WHAT YOU HAVE TO DO: Render the part of the records that opens with the line containing "Return a point for each instance of the carved" and runs through the end of the records as a two-column CSV with the columns text and answer. Give one row per record, and put each field in quotation marks with its line breaks replaced by spaces.

──────── RECORDS FOR PROCESSING ────────

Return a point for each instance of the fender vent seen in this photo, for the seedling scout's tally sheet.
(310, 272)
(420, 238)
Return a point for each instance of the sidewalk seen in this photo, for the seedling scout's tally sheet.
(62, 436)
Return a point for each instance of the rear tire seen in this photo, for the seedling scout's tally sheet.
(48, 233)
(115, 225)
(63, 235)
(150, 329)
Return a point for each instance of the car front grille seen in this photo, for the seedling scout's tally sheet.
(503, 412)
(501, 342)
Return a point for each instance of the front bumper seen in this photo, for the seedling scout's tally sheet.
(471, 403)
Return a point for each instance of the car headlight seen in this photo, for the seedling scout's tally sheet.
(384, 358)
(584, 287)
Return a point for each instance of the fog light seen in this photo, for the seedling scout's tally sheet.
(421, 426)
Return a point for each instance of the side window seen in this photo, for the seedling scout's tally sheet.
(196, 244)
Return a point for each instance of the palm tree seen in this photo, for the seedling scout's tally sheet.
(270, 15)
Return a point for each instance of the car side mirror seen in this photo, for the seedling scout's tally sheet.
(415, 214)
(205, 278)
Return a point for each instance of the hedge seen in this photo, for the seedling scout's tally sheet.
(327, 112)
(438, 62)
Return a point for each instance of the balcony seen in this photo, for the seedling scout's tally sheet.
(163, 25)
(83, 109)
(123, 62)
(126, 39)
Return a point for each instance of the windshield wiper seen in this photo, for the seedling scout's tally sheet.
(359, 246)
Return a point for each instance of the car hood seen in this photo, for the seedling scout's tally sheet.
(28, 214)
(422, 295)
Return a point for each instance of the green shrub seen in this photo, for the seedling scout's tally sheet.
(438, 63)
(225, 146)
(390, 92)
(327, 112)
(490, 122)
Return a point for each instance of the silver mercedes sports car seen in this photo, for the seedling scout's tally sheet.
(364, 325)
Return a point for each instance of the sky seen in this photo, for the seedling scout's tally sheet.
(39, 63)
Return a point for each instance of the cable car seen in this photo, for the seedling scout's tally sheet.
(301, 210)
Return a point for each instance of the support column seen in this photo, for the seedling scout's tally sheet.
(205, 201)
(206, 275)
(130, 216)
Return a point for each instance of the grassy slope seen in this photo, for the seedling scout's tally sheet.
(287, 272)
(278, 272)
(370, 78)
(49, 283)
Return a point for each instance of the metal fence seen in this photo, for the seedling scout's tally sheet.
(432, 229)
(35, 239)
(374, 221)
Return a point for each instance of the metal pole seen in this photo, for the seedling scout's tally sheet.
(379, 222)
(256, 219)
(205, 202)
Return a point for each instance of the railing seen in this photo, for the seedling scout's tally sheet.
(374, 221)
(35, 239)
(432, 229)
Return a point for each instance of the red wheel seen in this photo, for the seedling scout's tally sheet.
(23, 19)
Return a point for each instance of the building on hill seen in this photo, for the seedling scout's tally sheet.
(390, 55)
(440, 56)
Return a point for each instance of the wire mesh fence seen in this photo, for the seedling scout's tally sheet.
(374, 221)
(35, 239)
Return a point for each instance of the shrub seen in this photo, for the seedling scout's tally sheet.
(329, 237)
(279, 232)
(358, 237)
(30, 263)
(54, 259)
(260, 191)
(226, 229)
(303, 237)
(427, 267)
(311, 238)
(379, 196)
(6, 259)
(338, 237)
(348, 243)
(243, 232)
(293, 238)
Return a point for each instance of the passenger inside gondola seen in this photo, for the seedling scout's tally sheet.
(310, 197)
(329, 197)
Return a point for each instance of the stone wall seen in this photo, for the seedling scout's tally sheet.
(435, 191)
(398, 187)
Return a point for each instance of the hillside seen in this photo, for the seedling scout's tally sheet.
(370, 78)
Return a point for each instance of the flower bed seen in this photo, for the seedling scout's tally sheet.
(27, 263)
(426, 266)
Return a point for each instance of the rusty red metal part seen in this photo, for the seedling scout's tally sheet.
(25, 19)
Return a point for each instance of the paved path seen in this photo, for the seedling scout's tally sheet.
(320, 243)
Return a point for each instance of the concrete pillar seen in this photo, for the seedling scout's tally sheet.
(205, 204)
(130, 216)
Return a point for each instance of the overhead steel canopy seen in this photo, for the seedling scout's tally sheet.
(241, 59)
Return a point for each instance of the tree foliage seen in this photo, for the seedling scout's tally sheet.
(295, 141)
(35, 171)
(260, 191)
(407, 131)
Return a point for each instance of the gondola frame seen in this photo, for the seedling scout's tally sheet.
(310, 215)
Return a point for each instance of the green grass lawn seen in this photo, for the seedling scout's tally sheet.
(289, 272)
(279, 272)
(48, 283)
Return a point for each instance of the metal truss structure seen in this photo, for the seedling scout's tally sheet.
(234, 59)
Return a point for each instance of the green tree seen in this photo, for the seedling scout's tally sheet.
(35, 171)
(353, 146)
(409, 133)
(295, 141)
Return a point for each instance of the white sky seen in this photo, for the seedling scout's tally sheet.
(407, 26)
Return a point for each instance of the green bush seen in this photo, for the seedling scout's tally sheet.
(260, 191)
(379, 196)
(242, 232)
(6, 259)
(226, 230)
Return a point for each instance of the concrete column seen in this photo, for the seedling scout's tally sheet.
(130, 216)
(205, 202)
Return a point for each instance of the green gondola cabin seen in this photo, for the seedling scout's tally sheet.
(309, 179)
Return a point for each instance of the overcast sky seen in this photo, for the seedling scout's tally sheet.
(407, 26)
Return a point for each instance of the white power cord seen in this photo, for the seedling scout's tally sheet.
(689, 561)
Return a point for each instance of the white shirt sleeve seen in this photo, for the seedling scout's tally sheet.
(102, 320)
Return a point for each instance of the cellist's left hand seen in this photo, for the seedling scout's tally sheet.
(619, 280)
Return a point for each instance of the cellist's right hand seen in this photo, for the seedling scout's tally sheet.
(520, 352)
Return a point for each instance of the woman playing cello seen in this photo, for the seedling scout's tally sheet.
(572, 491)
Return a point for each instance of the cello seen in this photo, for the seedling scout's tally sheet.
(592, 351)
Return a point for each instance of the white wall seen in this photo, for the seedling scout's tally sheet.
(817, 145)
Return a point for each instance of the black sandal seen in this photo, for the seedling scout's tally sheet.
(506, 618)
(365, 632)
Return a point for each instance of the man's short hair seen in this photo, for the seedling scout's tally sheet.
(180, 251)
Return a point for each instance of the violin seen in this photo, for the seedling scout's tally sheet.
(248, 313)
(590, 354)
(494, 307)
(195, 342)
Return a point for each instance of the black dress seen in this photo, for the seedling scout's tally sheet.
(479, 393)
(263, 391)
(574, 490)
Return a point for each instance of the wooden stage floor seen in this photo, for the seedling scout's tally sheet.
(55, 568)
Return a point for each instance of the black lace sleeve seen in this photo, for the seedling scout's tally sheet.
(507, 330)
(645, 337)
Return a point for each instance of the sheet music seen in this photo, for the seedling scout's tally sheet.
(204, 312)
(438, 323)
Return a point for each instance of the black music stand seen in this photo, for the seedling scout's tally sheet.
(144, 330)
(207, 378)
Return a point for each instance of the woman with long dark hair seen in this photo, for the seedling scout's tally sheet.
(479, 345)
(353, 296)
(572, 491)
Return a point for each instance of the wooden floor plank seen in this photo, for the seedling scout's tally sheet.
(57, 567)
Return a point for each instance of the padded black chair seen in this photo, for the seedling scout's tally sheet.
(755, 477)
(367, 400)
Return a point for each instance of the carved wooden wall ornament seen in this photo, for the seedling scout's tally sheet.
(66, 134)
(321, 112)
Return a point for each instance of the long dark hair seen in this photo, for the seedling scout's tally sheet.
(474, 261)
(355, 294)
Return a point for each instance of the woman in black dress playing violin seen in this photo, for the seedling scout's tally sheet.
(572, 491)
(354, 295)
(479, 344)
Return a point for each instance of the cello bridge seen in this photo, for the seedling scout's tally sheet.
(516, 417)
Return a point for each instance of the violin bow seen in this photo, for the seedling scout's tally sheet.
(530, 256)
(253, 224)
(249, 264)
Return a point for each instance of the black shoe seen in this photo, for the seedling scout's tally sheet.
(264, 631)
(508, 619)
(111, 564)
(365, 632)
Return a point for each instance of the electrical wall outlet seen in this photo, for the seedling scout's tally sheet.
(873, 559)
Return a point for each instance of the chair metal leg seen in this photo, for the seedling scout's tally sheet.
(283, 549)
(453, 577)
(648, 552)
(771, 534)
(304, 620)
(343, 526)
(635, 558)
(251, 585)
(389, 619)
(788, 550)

────────

EXERCISE SOLUTION:
text,answer
"Return a point for each instance of the carved wooden wall ornament seen in this photo, for the seedling scout's tally sheet.","(66, 134) (321, 112)"
"Return a point for each instance of the long dark hair seen in this photo, for the seedling scout's tally sheet.","(474, 261) (355, 294)"
"Return a point for each instance of the woman in black dress playing violin seen in this photo, for the seedling scout's tally sheet.","(572, 491) (354, 295) (479, 344)"
"Return a point for each instance of the cello bridge seen in this photo, for the seedling scout's tally sheet.","(516, 417)"
"Return a point for each instance of the violin bow seen in this photo, for the seedling scout's tally sheet.","(530, 256) (253, 224) (249, 264)"
"Return a point for each instance of the black shoe seen in this photo, for the seedling scout's tally sheet.","(264, 631) (508, 619) (111, 564) (365, 632)"
"Return a point for each instance of the electrical wall outlet seen in this photo, for the seedling scout's tally sheet.","(873, 559)"
"Return a point for each instance of the chair metal leg seen in this photo, for the seedling scout's tally sheet.","(283, 549) (453, 577) (648, 552) (771, 534) (304, 620) (343, 526) (635, 558) (251, 585) (389, 619) (788, 550)"